■ **Data records**
%%
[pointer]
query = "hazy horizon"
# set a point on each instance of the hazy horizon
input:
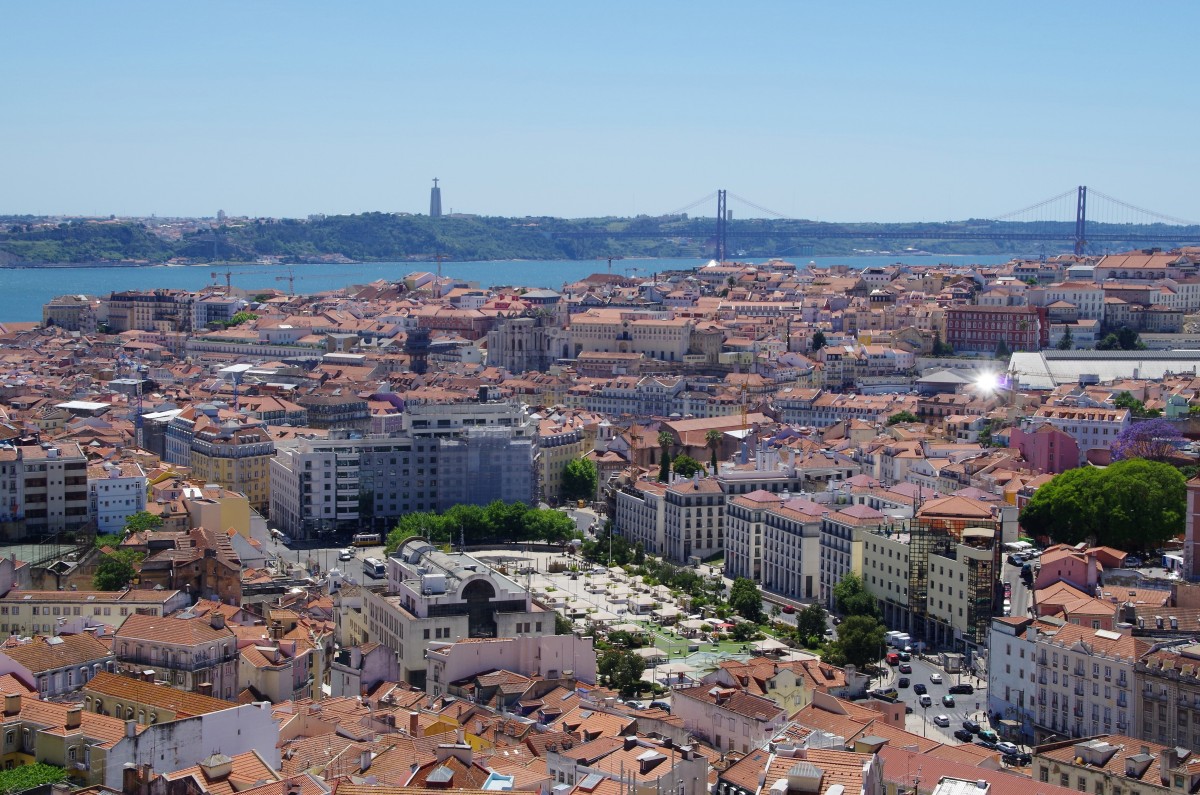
(873, 112)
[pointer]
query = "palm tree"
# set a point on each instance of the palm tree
(665, 442)
(713, 441)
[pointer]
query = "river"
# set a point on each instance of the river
(23, 291)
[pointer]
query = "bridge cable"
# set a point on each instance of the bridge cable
(1143, 210)
(760, 208)
(694, 204)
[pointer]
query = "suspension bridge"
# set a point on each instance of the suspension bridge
(1085, 220)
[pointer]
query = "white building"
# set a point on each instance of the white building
(115, 491)
(447, 596)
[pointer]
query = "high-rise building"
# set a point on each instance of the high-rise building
(436, 201)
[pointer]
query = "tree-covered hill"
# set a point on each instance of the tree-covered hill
(385, 237)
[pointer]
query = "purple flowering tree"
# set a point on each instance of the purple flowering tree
(1156, 440)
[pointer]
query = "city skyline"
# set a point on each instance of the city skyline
(873, 113)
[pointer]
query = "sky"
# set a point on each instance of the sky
(827, 111)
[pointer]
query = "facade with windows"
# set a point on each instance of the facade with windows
(192, 653)
(448, 454)
(445, 596)
(48, 613)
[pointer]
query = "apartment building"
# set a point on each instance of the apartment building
(1090, 428)
(641, 515)
(1114, 764)
(193, 653)
(55, 664)
(1168, 686)
(235, 455)
(981, 328)
(159, 310)
(615, 332)
(115, 491)
(727, 718)
(841, 547)
(54, 488)
(441, 596)
(448, 454)
(775, 539)
(694, 519)
(29, 613)
(1085, 681)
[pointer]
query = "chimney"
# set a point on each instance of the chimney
(130, 778)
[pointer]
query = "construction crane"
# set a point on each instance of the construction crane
(292, 281)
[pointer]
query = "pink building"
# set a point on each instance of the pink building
(1080, 568)
(1045, 448)
(1192, 533)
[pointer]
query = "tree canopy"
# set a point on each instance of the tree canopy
(115, 571)
(687, 466)
(747, 599)
(903, 417)
(859, 643)
(1156, 440)
(141, 521)
(580, 478)
(1131, 504)
(496, 521)
(852, 597)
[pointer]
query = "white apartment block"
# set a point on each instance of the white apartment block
(641, 515)
(694, 519)
(607, 332)
(115, 491)
(441, 596)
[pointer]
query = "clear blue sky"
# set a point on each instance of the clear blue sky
(831, 111)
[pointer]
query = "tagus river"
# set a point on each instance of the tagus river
(24, 290)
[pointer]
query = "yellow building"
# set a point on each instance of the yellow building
(235, 456)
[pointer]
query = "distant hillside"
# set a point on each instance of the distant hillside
(384, 237)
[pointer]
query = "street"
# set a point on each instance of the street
(922, 719)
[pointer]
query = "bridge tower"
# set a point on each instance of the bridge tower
(1081, 221)
(721, 222)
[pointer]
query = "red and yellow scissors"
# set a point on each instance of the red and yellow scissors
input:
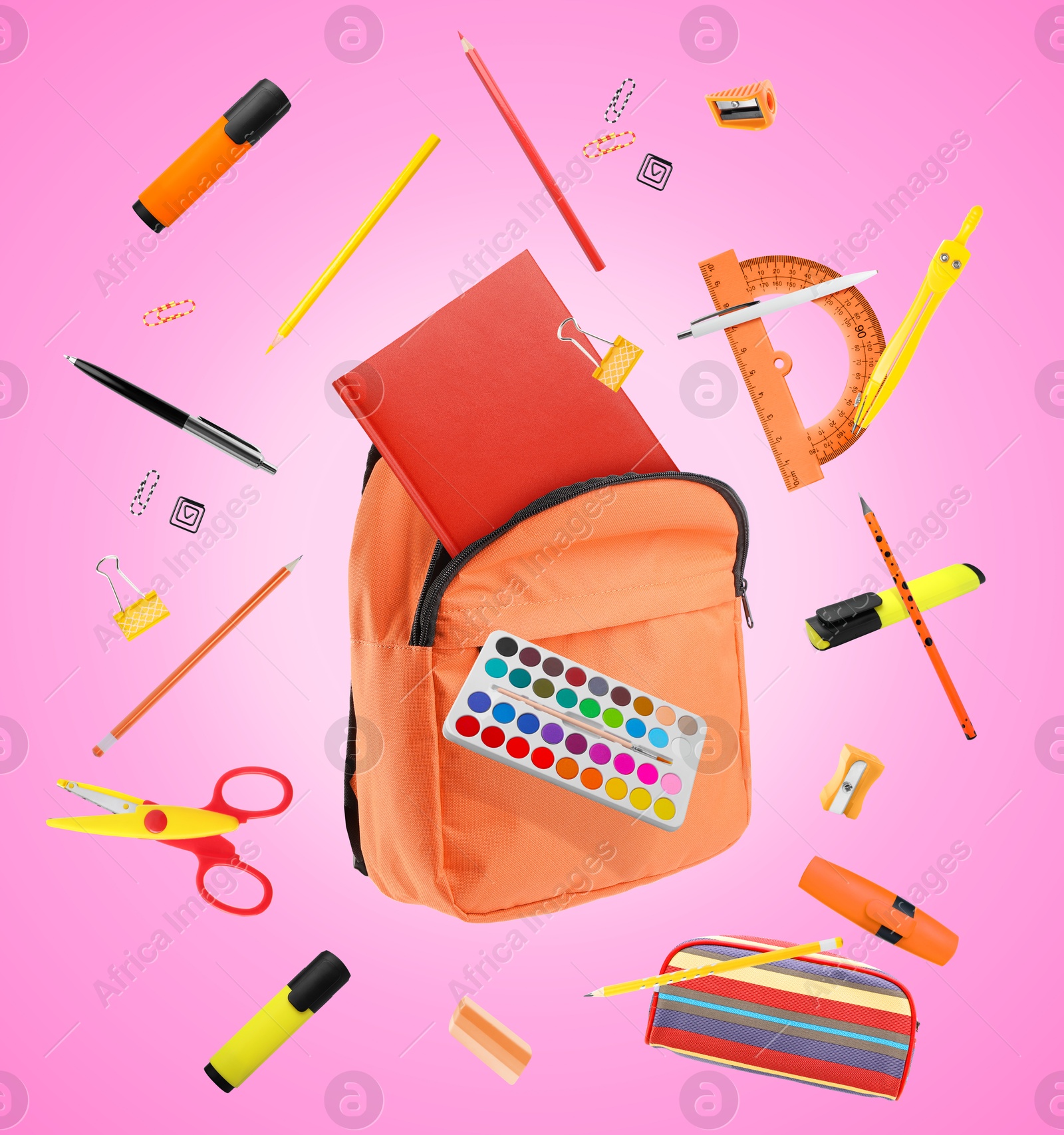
(196, 830)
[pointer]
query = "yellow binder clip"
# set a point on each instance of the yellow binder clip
(845, 791)
(142, 614)
(618, 361)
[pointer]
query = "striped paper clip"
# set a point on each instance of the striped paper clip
(612, 108)
(166, 319)
(609, 149)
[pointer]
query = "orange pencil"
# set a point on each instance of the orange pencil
(203, 648)
(549, 184)
(918, 621)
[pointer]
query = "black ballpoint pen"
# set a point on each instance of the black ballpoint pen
(208, 432)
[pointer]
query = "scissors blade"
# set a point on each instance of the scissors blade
(116, 802)
(152, 822)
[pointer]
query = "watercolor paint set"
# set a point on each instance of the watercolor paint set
(581, 730)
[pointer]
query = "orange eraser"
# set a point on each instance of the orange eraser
(489, 1040)
(745, 108)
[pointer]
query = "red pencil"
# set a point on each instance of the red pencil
(919, 622)
(549, 184)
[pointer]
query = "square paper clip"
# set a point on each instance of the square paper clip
(618, 361)
(142, 614)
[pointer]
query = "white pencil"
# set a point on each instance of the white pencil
(757, 309)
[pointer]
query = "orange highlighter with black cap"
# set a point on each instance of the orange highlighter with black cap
(211, 156)
(878, 911)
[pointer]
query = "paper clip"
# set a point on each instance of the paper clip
(142, 614)
(612, 108)
(166, 319)
(598, 144)
(136, 496)
(616, 365)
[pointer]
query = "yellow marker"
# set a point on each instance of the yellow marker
(277, 1021)
(946, 266)
(397, 186)
(720, 967)
(842, 622)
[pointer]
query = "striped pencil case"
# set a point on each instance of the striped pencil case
(823, 1019)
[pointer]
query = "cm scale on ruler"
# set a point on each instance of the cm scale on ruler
(800, 451)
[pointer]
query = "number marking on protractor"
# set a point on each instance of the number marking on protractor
(800, 451)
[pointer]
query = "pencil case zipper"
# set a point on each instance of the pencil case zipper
(442, 571)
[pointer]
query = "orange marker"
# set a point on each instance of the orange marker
(919, 622)
(219, 148)
(203, 648)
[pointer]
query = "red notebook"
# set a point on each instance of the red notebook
(481, 409)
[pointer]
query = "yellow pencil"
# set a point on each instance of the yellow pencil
(720, 967)
(397, 186)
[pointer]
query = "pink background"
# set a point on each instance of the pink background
(106, 96)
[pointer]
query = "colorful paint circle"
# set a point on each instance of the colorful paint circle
(640, 798)
(467, 727)
(616, 789)
(664, 808)
(567, 768)
(682, 748)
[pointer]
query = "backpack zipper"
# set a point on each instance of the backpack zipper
(424, 630)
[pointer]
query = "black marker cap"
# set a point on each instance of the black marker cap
(312, 987)
(156, 226)
(249, 118)
(219, 1080)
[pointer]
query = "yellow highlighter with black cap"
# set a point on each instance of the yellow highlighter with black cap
(945, 269)
(277, 1021)
(842, 622)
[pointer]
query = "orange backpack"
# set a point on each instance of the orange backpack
(639, 575)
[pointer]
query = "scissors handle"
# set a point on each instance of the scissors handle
(219, 804)
(220, 853)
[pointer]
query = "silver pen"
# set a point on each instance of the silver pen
(203, 429)
(757, 309)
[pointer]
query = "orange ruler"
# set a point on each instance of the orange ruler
(800, 451)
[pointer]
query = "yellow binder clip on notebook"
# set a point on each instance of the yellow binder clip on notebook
(142, 614)
(618, 361)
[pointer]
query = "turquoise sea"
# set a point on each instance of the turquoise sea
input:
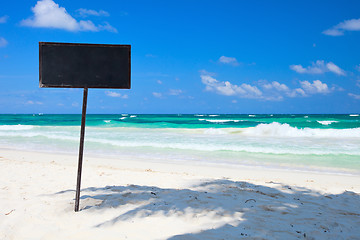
(305, 142)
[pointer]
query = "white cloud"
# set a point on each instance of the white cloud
(333, 32)
(30, 102)
(106, 26)
(316, 87)
(318, 67)
(347, 25)
(355, 96)
(4, 19)
(175, 92)
(48, 14)
(276, 90)
(156, 94)
(270, 91)
(228, 60)
(115, 94)
(89, 12)
(228, 89)
(3, 42)
(335, 69)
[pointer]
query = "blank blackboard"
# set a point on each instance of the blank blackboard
(75, 65)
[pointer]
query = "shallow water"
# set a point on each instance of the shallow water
(309, 142)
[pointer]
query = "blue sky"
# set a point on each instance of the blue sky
(191, 56)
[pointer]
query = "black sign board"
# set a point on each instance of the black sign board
(74, 65)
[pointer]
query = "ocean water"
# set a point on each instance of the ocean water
(306, 142)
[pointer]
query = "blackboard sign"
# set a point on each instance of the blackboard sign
(75, 65)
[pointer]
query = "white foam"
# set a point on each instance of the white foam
(214, 131)
(218, 120)
(276, 129)
(326, 122)
(15, 127)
%%
■ **Assigned task**
Because only the text is wanted, repeat all the entries exactly and leave out the pictures.

■ **Exercise output**
[pointer]
query = "hazy horizon"
# set a point on each instance of the hazy horizon
input:
(873, 112)
[pointer]
query = "palm tree"
# set a point on each instance of the palm tree
(665, 442)
(713, 441)
[pointer]
query = "river"
# set a point on each instance of the river
(23, 291)
[pointer]
query = "bridge cable"
# set a point on each instance of the bridge cable
(1143, 210)
(760, 208)
(694, 204)
[pointer]
query = "suspension bridge"
# set a point on each instance of the suspension bridge
(1085, 220)
[pointer]
query = "white building"
# set a point on each instance of the white building
(115, 491)
(447, 596)
[pointer]
query = "high-rise building"
# set a point on each instance of the high-rise building
(436, 201)
[pointer]
query = "tree-covered hill"
# set a point on each instance of the tree-covered hill
(385, 237)
[pointer]
query = "purple flowering tree"
# set a point on each instance of the purple flowering tree
(1156, 440)
[pointer]
query = "city skyline"
# set a point on each instance of the city skyline
(873, 113)
[pointer]
query = "sky"
# set a point on each instance of the sky
(827, 111)
[pointer]
query = "facade with windows"
# set a point on each instance of the facade with windows
(192, 653)
(448, 454)
(445, 596)
(48, 613)
[pointer]
query = "apartment building"
# set a point on each instance of the apartment building
(1090, 428)
(641, 515)
(1114, 764)
(193, 653)
(55, 664)
(1168, 686)
(235, 455)
(981, 328)
(159, 310)
(615, 332)
(115, 491)
(727, 718)
(841, 547)
(54, 488)
(441, 596)
(448, 454)
(775, 539)
(694, 519)
(29, 613)
(1085, 681)
[pointer]
query = "chimney"
# set a point on each instance of the chimney
(130, 778)
[pointer]
query = "construction crane"
# set a point on each instance of the construction crane
(292, 281)
[pointer]
query = "pink building"
# set a point on each instance of the pink building
(1080, 568)
(1045, 448)
(1192, 533)
[pointer]
query = "tree canopy"
# set a point on each instance of the tree canopy
(115, 571)
(687, 466)
(747, 599)
(903, 417)
(859, 643)
(1156, 440)
(141, 521)
(580, 478)
(1131, 504)
(496, 521)
(852, 597)
[pointer]
query = "white apartment block"
# set a point on each instance of the white apartment block
(641, 515)
(694, 519)
(607, 332)
(115, 491)
(441, 596)
[pointer]
query = "clear blue sky"
# set a point on each instance of the clear blue sky
(831, 111)
[pointer]
query = "tagus river"
# set a point on each instance of the tagus river
(24, 290)
[pointer]
query = "yellow building"
# set a point on each instance of the yellow building
(235, 456)
[pointer]
query = "distant hillside"
# set a point on each instance of the distant hillside
(384, 237)
[pointer]
query = "street"
# set a point on each instance of the street
(922, 719)
[pointer]
query = "bridge tower"
# set a point on each instance of the bridge tower
(1081, 221)
(721, 222)
[pointer]
query = "red and yellow scissors"
# set a point on each instance of the red and yellow scissors
input:
(196, 830)
[pointer]
query = "yellow binder clip"
# set a point on each instance of the yellow binder clip
(845, 791)
(142, 614)
(618, 361)
[pointer]
query = "striped paper clip"
# set a point on each instance of the striped paper clip
(612, 108)
(166, 319)
(609, 149)
[pointer]
query = "orange pencil"
# set a point on each instance of the orange pencil
(203, 648)
(549, 184)
(918, 621)
[pointer]
query = "black ballpoint pen"
# set a point on each instance of the black ballpoint pen
(208, 432)
[pointer]
query = "scissors blade"
# set a point on each instance of the scissors blade
(116, 802)
(152, 822)
[pointer]
query = "watercolor paint set"
# set a point on each instance of the watercolor paint set
(581, 730)
[pointer]
query = "orange eraser"
# set a point on each instance of the orange eraser
(489, 1040)
(745, 108)
[pointer]
query = "red pencil"
# set a point on each instance of the red pencil
(919, 622)
(549, 184)
[pointer]
query = "square paper clip"
# set a point on each instance of the square paper clip
(618, 361)
(142, 614)
[pointer]
query = "white pencil"
# set a point on each instance of the white pencil
(757, 309)
[pointer]
query = "orange highlighter with black cap"
# set a point on each instance of the orange highlighter with black cap
(211, 156)
(878, 911)
[pointer]
query = "paper clip"
# set a point on each instance of the paper clip
(142, 614)
(612, 108)
(166, 319)
(598, 144)
(136, 496)
(616, 365)
[pointer]
query = "yellow marker"
# set a point on each instance of the yellow marker
(277, 1021)
(946, 266)
(397, 186)
(720, 967)
(842, 622)
[pointer]
query = "striped pencil case"
# set a point on each instance of the striped pencil case
(823, 1019)
[pointer]
query = "cm scale on ruler"
# set a point on each instance of the cm scale on ruler
(800, 451)
[pointer]
query = "number marking on protractor"
# set a point on each instance of the number marking on protractor
(800, 451)
[pointer]
query = "pencil case zipper"
# set a point on each instance of the pencil case zipper
(442, 571)
[pointer]
query = "orange marker"
# set a point on each instance of the orange marker
(919, 622)
(219, 148)
(203, 648)
[pointer]
query = "red notebook"
# set a point on each instance of the red notebook
(481, 409)
[pointer]
query = "yellow pencil"
# set a point on each instance of the yellow pencil
(720, 967)
(397, 186)
[pointer]
query = "pink background"
# set a point on each instance of the pink background
(106, 96)
[pointer]
query = "colorful paint circle"
# set a point on each instance of the colorful paint circle
(640, 798)
(467, 727)
(616, 789)
(664, 808)
(567, 768)
(682, 748)
[pointer]
query = "backpack zipper"
# set a point on each instance of the backpack zipper
(424, 630)
[pointer]
query = "black marker cap"
# set a point on each instance of the black marker cap
(312, 987)
(156, 226)
(249, 118)
(219, 1080)
[pointer]
query = "yellow highlighter with black cap"
# set a point on each instance of the yellow highlighter with black cap
(945, 269)
(277, 1021)
(842, 622)
[pointer]
query = "orange backpack"
# set a point on each instance of the orange backpack
(639, 575)
[pointer]
query = "scissors handle"
# set a point on each instance of the scissors handle
(219, 804)
(220, 853)
[pointer]
query = "silver pen"
# set a point on each instance of the silver pen
(203, 429)
(757, 309)
[pointer]
query = "orange ruler"
# set a point on each instance of the orange ruler
(800, 451)
[pointer]
query = "yellow binder clip on notebook"
# set a point on each instance of the yellow binder clip on notebook
(142, 614)
(618, 361)
[pointer]
query = "turquoise sea"
# set a point on each instance of the turquoise sea
input:
(305, 142)
[pointer]
query = "white cloud"
# set a point on each instance of the white cloud
(333, 32)
(30, 102)
(106, 26)
(316, 87)
(318, 67)
(347, 25)
(355, 96)
(4, 19)
(175, 92)
(48, 14)
(276, 90)
(156, 94)
(270, 91)
(228, 60)
(115, 94)
(89, 12)
(228, 89)
(3, 42)
(335, 69)
[pointer]
query = "blank blackboard"
# set a point on each instance of the blank blackboard
(75, 65)
[pointer]
query = "shallow water"
# set a point on each instance of the shallow water
(309, 142)
[pointer]
query = "blue sky"
# set a point on each instance of the blue sky
(191, 56)
[pointer]
query = "black sign board"
# set a point on each instance of the black sign board
(74, 65)
[pointer]
query = "ocean water"
# set a point on each instance of the ocean water
(306, 142)
[pointer]
query = "blackboard sign"
# set a point on each instance of the blackboard sign
(75, 65)
[pointer]
query = "white foam"
# set a point on each instance of the white foam
(214, 131)
(218, 120)
(276, 129)
(326, 122)
(15, 127)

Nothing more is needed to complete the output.